* Data shown:
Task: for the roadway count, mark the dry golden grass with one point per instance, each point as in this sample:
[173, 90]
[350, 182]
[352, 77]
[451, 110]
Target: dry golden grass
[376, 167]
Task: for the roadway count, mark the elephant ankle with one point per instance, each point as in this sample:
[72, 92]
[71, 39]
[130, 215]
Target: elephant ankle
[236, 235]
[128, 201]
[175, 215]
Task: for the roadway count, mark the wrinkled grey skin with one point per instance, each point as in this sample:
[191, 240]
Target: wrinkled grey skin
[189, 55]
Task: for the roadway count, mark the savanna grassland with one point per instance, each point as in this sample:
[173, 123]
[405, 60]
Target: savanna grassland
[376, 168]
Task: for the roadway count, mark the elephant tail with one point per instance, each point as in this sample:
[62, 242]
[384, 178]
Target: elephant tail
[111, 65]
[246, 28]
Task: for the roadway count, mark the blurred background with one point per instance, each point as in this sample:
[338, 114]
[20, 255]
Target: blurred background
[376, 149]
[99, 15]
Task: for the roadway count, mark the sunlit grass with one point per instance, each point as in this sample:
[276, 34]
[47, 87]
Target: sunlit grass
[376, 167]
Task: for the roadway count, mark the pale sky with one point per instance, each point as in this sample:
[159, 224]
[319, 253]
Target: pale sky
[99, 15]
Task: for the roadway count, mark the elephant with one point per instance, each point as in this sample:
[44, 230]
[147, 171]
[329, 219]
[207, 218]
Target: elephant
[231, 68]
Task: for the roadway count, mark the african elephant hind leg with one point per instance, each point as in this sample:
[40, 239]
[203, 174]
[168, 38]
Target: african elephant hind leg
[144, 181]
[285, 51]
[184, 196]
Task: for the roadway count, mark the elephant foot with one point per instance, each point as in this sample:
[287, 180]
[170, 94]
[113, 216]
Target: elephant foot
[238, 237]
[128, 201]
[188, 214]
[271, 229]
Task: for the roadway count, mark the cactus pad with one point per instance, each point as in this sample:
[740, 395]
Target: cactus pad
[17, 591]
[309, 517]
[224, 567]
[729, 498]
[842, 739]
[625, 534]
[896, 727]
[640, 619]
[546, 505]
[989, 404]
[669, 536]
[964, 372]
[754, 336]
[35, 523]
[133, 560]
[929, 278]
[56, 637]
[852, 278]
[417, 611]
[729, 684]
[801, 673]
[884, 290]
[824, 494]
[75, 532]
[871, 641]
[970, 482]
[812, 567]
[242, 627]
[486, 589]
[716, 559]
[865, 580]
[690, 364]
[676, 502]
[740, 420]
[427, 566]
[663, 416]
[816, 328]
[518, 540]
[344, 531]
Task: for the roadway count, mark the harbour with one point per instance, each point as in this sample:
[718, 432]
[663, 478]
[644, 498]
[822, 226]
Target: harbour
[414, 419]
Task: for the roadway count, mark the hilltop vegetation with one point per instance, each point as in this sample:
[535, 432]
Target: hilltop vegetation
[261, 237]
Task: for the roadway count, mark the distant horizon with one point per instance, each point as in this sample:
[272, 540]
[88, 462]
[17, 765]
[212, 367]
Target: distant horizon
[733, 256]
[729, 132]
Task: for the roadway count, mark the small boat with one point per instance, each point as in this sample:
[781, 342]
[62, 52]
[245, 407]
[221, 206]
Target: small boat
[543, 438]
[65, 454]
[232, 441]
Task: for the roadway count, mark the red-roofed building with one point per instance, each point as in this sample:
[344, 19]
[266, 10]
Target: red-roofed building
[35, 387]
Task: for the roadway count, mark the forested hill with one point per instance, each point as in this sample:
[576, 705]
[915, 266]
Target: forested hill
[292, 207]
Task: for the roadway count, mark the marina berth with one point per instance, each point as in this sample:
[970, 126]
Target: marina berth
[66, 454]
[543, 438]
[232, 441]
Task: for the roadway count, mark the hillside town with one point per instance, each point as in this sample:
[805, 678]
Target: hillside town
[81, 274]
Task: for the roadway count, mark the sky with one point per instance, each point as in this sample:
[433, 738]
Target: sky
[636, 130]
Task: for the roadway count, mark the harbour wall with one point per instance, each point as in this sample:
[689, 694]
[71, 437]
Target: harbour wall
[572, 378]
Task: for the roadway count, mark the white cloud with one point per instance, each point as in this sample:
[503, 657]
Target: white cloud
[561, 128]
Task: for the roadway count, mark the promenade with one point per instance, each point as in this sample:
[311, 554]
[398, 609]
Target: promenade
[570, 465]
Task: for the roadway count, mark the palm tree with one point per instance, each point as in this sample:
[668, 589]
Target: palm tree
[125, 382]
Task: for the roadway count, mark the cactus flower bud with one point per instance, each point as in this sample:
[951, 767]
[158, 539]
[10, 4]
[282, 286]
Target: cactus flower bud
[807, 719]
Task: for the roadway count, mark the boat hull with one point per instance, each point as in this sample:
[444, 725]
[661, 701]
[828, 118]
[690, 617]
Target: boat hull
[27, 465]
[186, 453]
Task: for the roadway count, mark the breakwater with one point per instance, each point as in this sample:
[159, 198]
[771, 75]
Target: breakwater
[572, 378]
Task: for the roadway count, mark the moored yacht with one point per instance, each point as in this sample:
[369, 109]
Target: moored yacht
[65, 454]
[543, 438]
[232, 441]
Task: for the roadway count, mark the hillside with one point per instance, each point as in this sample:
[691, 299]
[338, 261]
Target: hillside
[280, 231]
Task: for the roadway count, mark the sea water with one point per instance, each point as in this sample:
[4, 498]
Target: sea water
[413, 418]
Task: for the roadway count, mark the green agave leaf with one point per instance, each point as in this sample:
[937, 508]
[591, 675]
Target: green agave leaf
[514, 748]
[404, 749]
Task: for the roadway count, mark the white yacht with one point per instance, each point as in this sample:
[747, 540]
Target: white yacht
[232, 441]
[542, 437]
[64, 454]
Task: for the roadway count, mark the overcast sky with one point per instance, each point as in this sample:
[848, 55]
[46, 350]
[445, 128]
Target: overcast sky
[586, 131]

* What the task asks: Return all of the above records exactly, leaving no line out.

* Task result:
Task: for the roadway count, mark the dry golden grass with one point per instance, each point as in this sample:
[173, 90]
[350, 182]
[352, 77]
[451, 110]
Target: dry golden grass
[376, 167]
Task: for the roadway count, mark the elephant ankle with one point per instance, each point as in this sample:
[72, 92]
[71, 39]
[130, 215]
Target: elephant ankle
[236, 235]
[128, 201]
[175, 215]
Task: for the roadway count, mark the wrinkled grey skin with one point per instance, each point as in this sample:
[191, 240]
Target: wrinkled grey skin
[189, 55]
Task: for the roadway count, mark the savanna grassland with one point per instance, each point as in this sample:
[173, 123]
[405, 60]
Target: savanna grassland
[376, 168]
Task: for the roadway count, mark the elephant tail with one point per instance, each point as in this sample:
[62, 242]
[384, 178]
Target: elephant tail
[111, 65]
[246, 28]
Task: for the roadway count, mark the blurred background with one point per instance, each point as in this sample:
[338, 114]
[20, 255]
Target: blurred background
[376, 149]
[99, 15]
Task: for the roadway count, mark the sunlit grass with one point per instance, each point as in this sample:
[276, 34]
[47, 87]
Target: sunlit grass
[376, 167]
Task: for the roadway count, mark the pale sky with one point per instance, each point as in this sample:
[159, 224]
[319, 253]
Target: pale sky
[99, 15]
Task: for the roadway count, mark the elephant with one point per instance, each point as in this sample:
[44, 230]
[147, 171]
[329, 219]
[207, 218]
Target: elephant
[231, 68]
Task: for the roadway count, mark the african elephant hind leg with one point per instance, each point as in this sample:
[40, 239]
[203, 174]
[168, 38]
Target: african elephant hind leg
[144, 181]
[285, 51]
[184, 196]
Task: for the roadway count, mark the elephant foot with one point per instance, each point as in this sample:
[287, 180]
[170, 94]
[113, 216]
Target: elephant foot
[238, 237]
[128, 201]
[188, 214]
[271, 229]
Task: for the roadway count, mark the cactus pad with one point per instance, each point as in this sample:
[740, 395]
Target: cactus pad
[17, 591]
[309, 517]
[224, 567]
[729, 498]
[842, 739]
[625, 534]
[896, 727]
[640, 619]
[546, 505]
[989, 404]
[669, 536]
[964, 372]
[754, 336]
[35, 523]
[133, 560]
[929, 278]
[56, 637]
[852, 278]
[417, 611]
[729, 684]
[801, 673]
[884, 290]
[824, 494]
[75, 532]
[871, 641]
[970, 482]
[812, 567]
[242, 627]
[486, 589]
[716, 559]
[865, 580]
[690, 364]
[676, 502]
[740, 420]
[427, 566]
[663, 416]
[816, 328]
[518, 540]
[344, 531]
Task: for the roadway count, mark the harbour with one point per instance, each point as in this sample:
[718, 432]
[663, 478]
[644, 498]
[822, 226]
Target: harbour
[414, 419]
Task: for the roadway count, mark the hilltop vegetation with one point per instance, each point as in this sample:
[535, 432]
Target: hilltop vegetation
[261, 237]
Task: for the roadway count, mark the distant horizon with one point per instance, each point as in this sample:
[272, 540]
[88, 462]
[17, 765]
[212, 367]
Target: distant horizon
[733, 256]
[729, 132]
Task: for the roadway count, mark the small boat with one point per instance, each point as in this sample:
[781, 342]
[62, 52]
[245, 407]
[221, 206]
Target: small boat
[543, 438]
[65, 454]
[232, 441]
Task: for the roadway count, mark the red-roofed building with one point per instance, each point as in this sample:
[344, 19]
[266, 10]
Target: red-roofed building
[35, 387]
Task: for the roadway count, mark the forested hill with one point per instance, each point as in this sample:
[576, 705]
[915, 266]
Target: forested hill
[292, 207]
Task: for the roadway count, mark the marina berth with one point per instance, each point as in this sample:
[970, 126]
Target: marina berth
[66, 454]
[543, 438]
[232, 441]
Task: for the roadway count, mark the hillside town with one point per instance, each point as in this sample:
[805, 678]
Target: hillside town
[81, 274]
Task: for the roadway count, mark the sky with one point per instance, each point as in this sample:
[433, 738]
Target: sky
[636, 130]
Task: for the roadway count, mark the harbour wall with one point per instance, each point as in this sample:
[689, 694]
[71, 437]
Target: harbour wall
[572, 378]
Task: for the roadway count, mark the white cloud with one point per instance, each point as in this sample:
[503, 657]
Target: white cloud
[561, 128]
Task: for the roadway count, mark the promenade with one point per instance, each point as in this sample:
[311, 554]
[398, 609]
Target: promenade
[570, 465]
Task: for the roadway count, mark the palm tree with one point per instance, each point as in this sample:
[668, 589]
Target: palm tree
[125, 382]
Task: for the roadway count, mark the cactus flower bud with one point per instance, each point as in this sample:
[951, 767]
[158, 539]
[10, 4]
[282, 286]
Target: cactus flower bud
[807, 719]
Task: for the roadway count, mark the boat hull with one point per instance, each point as in this sample:
[444, 725]
[661, 701]
[828, 118]
[690, 617]
Target: boat hull
[27, 465]
[186, 453]
Task: for the roadway count, mark the breakwater with one point per instance, each point as in this sample:
[159, 198]
[771, 75]
Target: breakwater
[572, 378]
Task: for the roadway count, mark the moored yacht with one point per instance, each point as in this sample:
[369, 109]
Target: moored yacht
[65, 454]
[543, 438]
[232, 441]
Task: for the roadway count, mark the hillside with one point per instance, each point as in this sample:
[691, 299]
[338, 261]
Target: hillside
[280, 231]
Task: for the roadway count, mark the sea water with one point per instance, each point as in this sample:
[4, 498]
Target: sea water
[413, 418]
Task: for the roadway count, mark the green agave leaf with one point per instance, each point as in this sample:
[937, 508]
[591, 675]
Target: green agave leaf
[514, 748]
[404, 749]
Task: for the roadway count, mark the white yacht with one point per instance, each point as in this sample:
[747, 540]
Target: white yacht
[232, 441]
[542, 437]
[64, 454]
Task: for the roadway count, mark the overcast sky with one point per instance, each point as in this sample:
[848, 55]
[46, 350]
[445, 128]
Target: overcast sky
[586, 131]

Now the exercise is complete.